The reply should reproduce every line of the data below word for word, minus any images.
═══
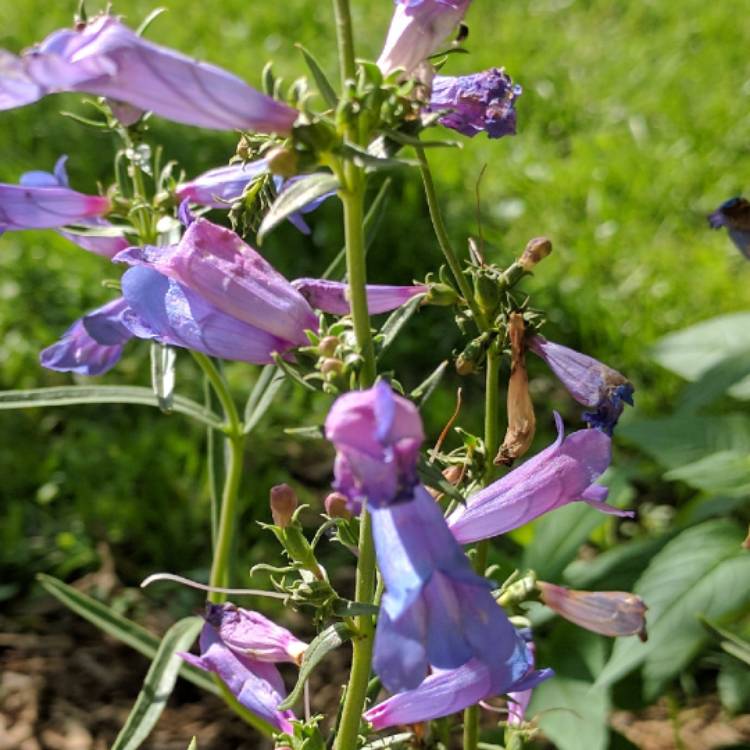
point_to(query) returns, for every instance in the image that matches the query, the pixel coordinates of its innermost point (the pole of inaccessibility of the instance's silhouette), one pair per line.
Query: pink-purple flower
(562, 473)
(108, 59)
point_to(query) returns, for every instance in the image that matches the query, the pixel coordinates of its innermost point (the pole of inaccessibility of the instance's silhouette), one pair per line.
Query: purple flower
(218, 266)
(734, 214)
(251, 634)
(332, 296)
(108, 59)
(417, 29)
(93, 344)
(589, 381)
(482, 102)
(106, 246)
(257, 685)
(446, 692)
(562, 473)
(612, 613)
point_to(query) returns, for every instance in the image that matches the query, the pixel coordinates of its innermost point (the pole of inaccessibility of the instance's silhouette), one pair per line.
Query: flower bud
(283, 500)
(336, 506)
(610, 613)
(536, 251)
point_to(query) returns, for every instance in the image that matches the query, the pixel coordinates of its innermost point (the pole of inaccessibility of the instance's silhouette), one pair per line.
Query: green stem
(444, 241)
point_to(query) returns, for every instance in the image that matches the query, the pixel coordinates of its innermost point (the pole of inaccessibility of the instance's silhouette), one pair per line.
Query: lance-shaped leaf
(331, 638)
(294, 198)
(158, 685)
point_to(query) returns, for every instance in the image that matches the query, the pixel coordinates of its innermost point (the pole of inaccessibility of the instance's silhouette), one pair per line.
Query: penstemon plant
(428, 623)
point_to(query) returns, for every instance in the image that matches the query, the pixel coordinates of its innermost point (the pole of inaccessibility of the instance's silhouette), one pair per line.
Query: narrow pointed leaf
(330, 639)
(159, 683)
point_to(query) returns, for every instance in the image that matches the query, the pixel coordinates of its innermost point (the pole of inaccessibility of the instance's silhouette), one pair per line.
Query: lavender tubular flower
(417, 29)
(332, 296)
(589, 381)
(612, 613)
(482, 102)
(562, 473)
(257, 685)
(218, 266)
(93, 344)
(108, 59)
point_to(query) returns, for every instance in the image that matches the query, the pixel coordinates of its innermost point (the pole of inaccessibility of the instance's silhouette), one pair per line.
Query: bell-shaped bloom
(446, 692)
(612, 613)
(257, 685)
(417, 29)
(105, 245)
(589, 381)
(218, 266)
(734, 214)
(166, 311)
(562, 473)
(106, 58)
(251, 634)
(478, 103)
(333, 296)
(377, 437)
(93, 344)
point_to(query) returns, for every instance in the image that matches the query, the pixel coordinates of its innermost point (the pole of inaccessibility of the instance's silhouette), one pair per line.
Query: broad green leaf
(295, 197)
(103, 394)
(158, 685)
(331, 638)
(321, 80)
(119, 627)
(701, 572)
(727, 472)
(693, 351)
(261, 397)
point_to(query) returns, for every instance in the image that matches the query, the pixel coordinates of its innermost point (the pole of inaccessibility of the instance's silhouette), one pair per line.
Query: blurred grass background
(634, 123)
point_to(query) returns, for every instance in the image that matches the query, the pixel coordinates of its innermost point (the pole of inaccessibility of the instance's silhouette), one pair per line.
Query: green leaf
(321, 80)
(295, 197)
(261, 397)
(695, 350)
(331, 638)
(158, 685)
(703, 571)
(119, 627)
(163, 360)
(103, 394)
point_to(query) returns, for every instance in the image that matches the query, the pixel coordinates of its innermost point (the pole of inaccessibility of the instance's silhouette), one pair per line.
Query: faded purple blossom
(612, 613)
(93, 344)
(218, 266)
(589, 381)
(257, 685)
(417, 29)
(108, 59)
(332, 296)
(481, 102)
(562, 473)
(251, 634)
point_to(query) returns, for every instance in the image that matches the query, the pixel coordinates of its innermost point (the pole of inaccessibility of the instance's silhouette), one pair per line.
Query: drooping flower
(734, 214)
(478, 103)
(446, 692)
(589, 381)
(612, 613)
(257, 685)
(106, 58)
(562, 473)
(93, 344)
(435, 612)
(218, 266)
(250, 634)
(332, 296)
(417, 29)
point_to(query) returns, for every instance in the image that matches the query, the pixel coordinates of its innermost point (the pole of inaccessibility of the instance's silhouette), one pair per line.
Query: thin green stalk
(444, 241)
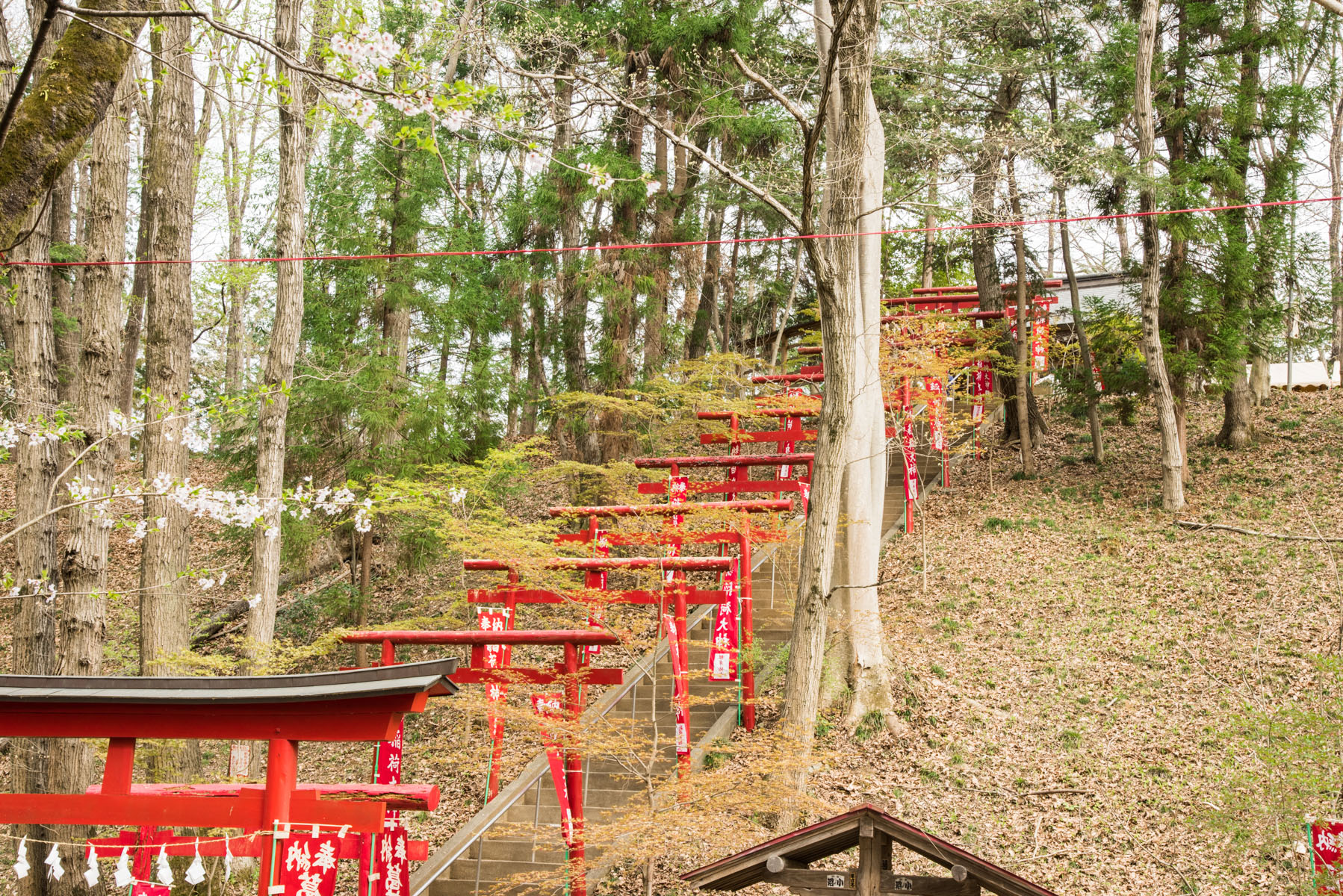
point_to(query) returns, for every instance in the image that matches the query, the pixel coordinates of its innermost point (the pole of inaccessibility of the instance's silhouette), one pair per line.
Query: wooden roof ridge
(429, 677)
(840, 833)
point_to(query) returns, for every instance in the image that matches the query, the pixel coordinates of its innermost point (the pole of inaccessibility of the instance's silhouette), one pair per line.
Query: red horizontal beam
(777, 435)
(418, 797)
(597, 564)
(160, 810)
(720, 460)
(789, 378)
(731, 487)
(930, 290)
(328, 721)
(247, 845)
(764, 411)
(538, 676)
(668, 536)
(673, 509)
(476, 635)
(592, 595)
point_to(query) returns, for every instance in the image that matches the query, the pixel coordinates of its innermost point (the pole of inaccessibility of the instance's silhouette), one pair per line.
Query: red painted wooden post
(574, 777)
(281, 780)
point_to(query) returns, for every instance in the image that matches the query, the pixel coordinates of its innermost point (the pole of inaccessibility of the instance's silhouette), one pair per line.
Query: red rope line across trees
(678, 245)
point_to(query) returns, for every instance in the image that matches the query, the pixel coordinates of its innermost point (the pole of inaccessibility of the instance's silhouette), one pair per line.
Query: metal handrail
(532, 773)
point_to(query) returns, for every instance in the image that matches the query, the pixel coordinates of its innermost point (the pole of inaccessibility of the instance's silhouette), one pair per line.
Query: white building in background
(1117, 289)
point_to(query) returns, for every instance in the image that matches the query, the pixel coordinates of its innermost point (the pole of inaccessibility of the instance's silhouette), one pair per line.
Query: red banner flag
(937, 430)
(394, 867)
(309, 865)
(597, 612)
(551, 707)
(1040, 344)
(678, 488)
(723, 650)
(680, 687)
(907, 445)
(494, 656)
(1327, 855)
(981, 385)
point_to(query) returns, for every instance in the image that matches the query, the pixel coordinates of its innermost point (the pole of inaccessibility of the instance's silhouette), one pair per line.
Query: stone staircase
(513, 845)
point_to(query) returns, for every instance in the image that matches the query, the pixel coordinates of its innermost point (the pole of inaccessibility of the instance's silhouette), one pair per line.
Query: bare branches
(727, 171)
(774, 92)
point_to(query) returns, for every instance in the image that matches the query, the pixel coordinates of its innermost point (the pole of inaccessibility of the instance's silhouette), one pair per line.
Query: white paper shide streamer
(122, 877)
(164, 869)
(196, 872)
(20, 868)
(92, 872)
(53, 862)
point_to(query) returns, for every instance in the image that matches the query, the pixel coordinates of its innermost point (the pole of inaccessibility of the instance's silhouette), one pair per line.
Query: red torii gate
(743, 539)
(570, 672)
(365, 704)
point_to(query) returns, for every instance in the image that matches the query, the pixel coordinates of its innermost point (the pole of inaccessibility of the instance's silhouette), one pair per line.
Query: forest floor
(1097, 700)
(1102, 702)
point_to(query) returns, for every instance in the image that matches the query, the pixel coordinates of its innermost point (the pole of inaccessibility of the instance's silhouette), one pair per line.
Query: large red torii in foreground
═══
Written answer:
point_to(query) returns, for every instance in the image that matches the query, the pixel coordinates of its innermost point (the pole of inaccessibility of the instance's silhouette), one pair per line.
Query: pink-purple flower
(562, 473)
(108, 59)
point_to(query) returns, for every instance in the image that matches the query, the pixel coordinates of its innermost point (the pole of inaccessibility of the instance's silhouette), one pair per line.
Query: purple flower
(218, 266)
(734, 214)
(251, 634)
(332, 296)
(108, 59)
(417, 29)
(93, 344)
(589, 381)
(482, 102)
(106, 246)
(257, 685)
(446, 692)
(562, 473)
(612, 613)
point_to(query) returns, for every instance in the image that matches the query, the pixel coordinates of its innermost point (the pole of inaccessibility of the instance's silhouette), one pair per line.
Query: flower bud
(283, 500)
(336, 506)
(610, 613)
(536, 251)
point_to(query) returns, for every instance in the image that matches the query, the pixel coordinates of its innermost point (the pole of inaccessibility of the instance's silhouette), one pair per line.
Query: green stem
(444, 241)
point_to(query) returns, for every instance in the image that matches the query, the pixel coordinates of its innermost point (the pole of inaccessibility of the instance's silhouette), one pair per line.
Query: lance-shaped leaf
(331, 638)
(294, 198)
(158, 685)
point_to(query) returns, for every instance in the image that matches the query, the pixel coordinates of its innermost point (the pole of inaccessibility of the instance's silhouette), one pair per line.
Query: penstemon plant
(428, 623)
point_to(query) returns, for every instance in the image that matches the query, the pixel coordinates of its innermost point (the pole of inaccessibility of the instance's silhouette), one pair per line.
Query: narrow pointed leaf
(330, 639)
(159, 683)
point_to(query) returns, for every instance in the image that matches the query, the pixel coordinates of its innermost point (the pole of inaccessibility of the instance's silhouette), one pair per line.
Query: lavender tubular flower
(417, 29)
(332, 296)
(589, 381)
(612, 613)
(482, 102)
(562, 473)
(257, 685)
(218, 266)
(93, 344)
(108, 59)
point_to(query) returns, for every instance in the image that matches the query, the pixel coordinates of its innermost point (the pole of inaccessibility of the instance's silhouette), one pair per line.
Query: bell-shaped bloom
(446, 692)
(612, 613)
(257, 685)
(417, 29)
(105, 245)
(589, 381)
(218, 266)
(734, 214)
(166, 311)
(562, 473)
(106, 58)
(251, 634)
(478, 103)
(333, 296)
(377, 437)
(93, 344)
point_to(query) returns, for every instance in the image that matches the query, the pixel coordinates of its innermost point (the pole of inaccessibility of the instance's silhouette), one pair per line.
Query: broad green leaf
(295, 197)
(103, 394)
(158, 685)
(331, 638)
(321, 80)
(119, 627)
(701, 572)
(727, 472)
(693, 351)
(261, 397)
point_to(query) returns, for every instance in the image that matches the query, the pixel coordinates of its innermost point (the pole of inaccessibility of the instance's silhouette), one pair per line.
Query: blurred grass background
(634, 123)
point_to(query) returns, for every instance in the image that matches the query, the pixel coordinates of its innermost point (the pole of inaccessibility of the instance's silhouette), one pair per line.
Query: green leaf
(321, 80)
(295, 197)
(261, 397)
(695, 350)
(331, 638)
(158, 685)
(703, 571)
(119, 627)
(163, 360)
(103, 394)
point_to(query) returns, for every instance in the image that matches the query, the pixel coordinates of its innermost point (the pole of inaccessibility of the instance's silhouette), one pair per line.
Query: faded purple blossom
(612, 613)
(93, 344)
(218, 266)
(589, 381)
(257, 685)
(417, 29)
(108, 59)
(332, 296)
(481, 102)
(562, 473)
(251, 634)
point_to(query) returns, for every instance in the image that matches the query, the pixel coordinates of its innermost point (the pole of inaccessibility of the instance's silhouette), one pair per line.
Query: drooping flower
(734, 214)
(478, 103)
(446, 692)
(589, 381)
(612, 613)
(257, 685)
(106, 58)
(562, 473)
(93, 344)
(435, 612)
(218, 266)
(250, 634)
(332, 296)
(417, 29)
point_to(query) returns, for every instance in the image that matches the query, the pixel coordinates of its innermost point (the pole of inaccessibility of the instance's silhouette), one pair per line.
Query: thin green stalk
(444, 241)
point_to(query) returns, for every instance in the image that matches the query, the pixel coordinates of its innermost point (the pole of inaccessibility of the instance's silhouette), one pair per line.
Query: wooden roof ridge
(429, 677)
(840, 833)
point_to(query) returns, for every instance in the image that matches the query, the pixel coordinates of its innermost point (the pole of inaccessibility of the instance's silhouette), one pair per line.
Query: red horizontal beam
(777, 435)
(418, 797)
(597, 564)
(160, 810)
(720, 460)
(789, 378)
(731, 487)
(930, 290)
(328, 721)
(247, 845)
(764, 411)
(538, 676)
(668, 536)
(673, 509)
(476, 635)
(592, 595)
point_to(query) returns, for every instance in the image that matches the query, the pixel coordinates of its innermost point (the pole of inaccessibility of the instance's silhouette), one pair per line.
Query: red painted wooden post
(574, 777)
(281, 780)
point_to(query) returns, for every instance in the image that matches the query, the pixel coordinates of its innermost point (the pole of inaccessibility of the instance's silhouette), one pair per line.
Query: red rope line across trees
(678, 245)
point_to(query) returns, for every instance in the image that matches the query, the pixel coordinates of its innermost point (the pole of inaccessibility of the instance's silhouette), one pair per line.
Query: metal handrail
(532, 773)
point_to(query) returns, for every instance in the image that matches the query, the pixel coordinates of its innermost point (the pole of inaccessibility of the instance's silhouette), one pair per line.
Query: white building in background
(1117, 289)
point_to(query) returns, for every instance in the image that matches the query, the pixel coordinates of its innermost point (the pole of inaccessibility of the instance's silhouette), one pair per line.
Query: red banner flag
(937, 430)
(394, 867)
(309, 865)
(597, 612)
(551, 707)
(1040, 344)
(678, 488)
(723, 650)
(680, 687)
(907, 445)
(494, 656)
(1327, 855)
(981, 385)
point_to(query) returns, for every instance in the image that matches the query, the pixel coordinates of its innermost point (the pole of inaccessibility of the instance's silhouette), one pair per line.
Query: stone staircase
(513, 845)
point_to(query) returns, for every instance in the image that matches the query, the pixel coordinates of its innermost point (the pole of inaccessibility of the instance's silhouette), one pair per line.
Query: bare branches
(727, 171)
(774, 92)
point_to(query) returns, for every instance in the image that matches the query, the pixel coordinates of its innermost point (the pole of inaccessibility of the instance's silhouette), one pair per line.
Query: white paper shide streamer
(122, 877)
(164, 869)
(196, 872)
(20, 868)
(92, 872)
(53, 862)
point_to(query) returns, for every instance in the image that matches the query, the pixel coordinates of its innermost point (the pole of inaccessibility of the instance's silhouette), one pair per line.
Query: red torii gate
(743, 539)
(570, 672)
(365, 704)
point_to(query) returns, for every instance in the image that matches the query, the pixel coordinates of its innermost point (the pole of inaccessibility of the instance's silhouette), one pair per line.
Query: forest floor
(1097, 700)
(1102, 702)
point_to(query) returns, for every instance in the image that matches the query, the pixel coordinates of its innermost point (the pole of inaccessibility of the instance's silhouette), one pair per line.
Query: large red torii in foreground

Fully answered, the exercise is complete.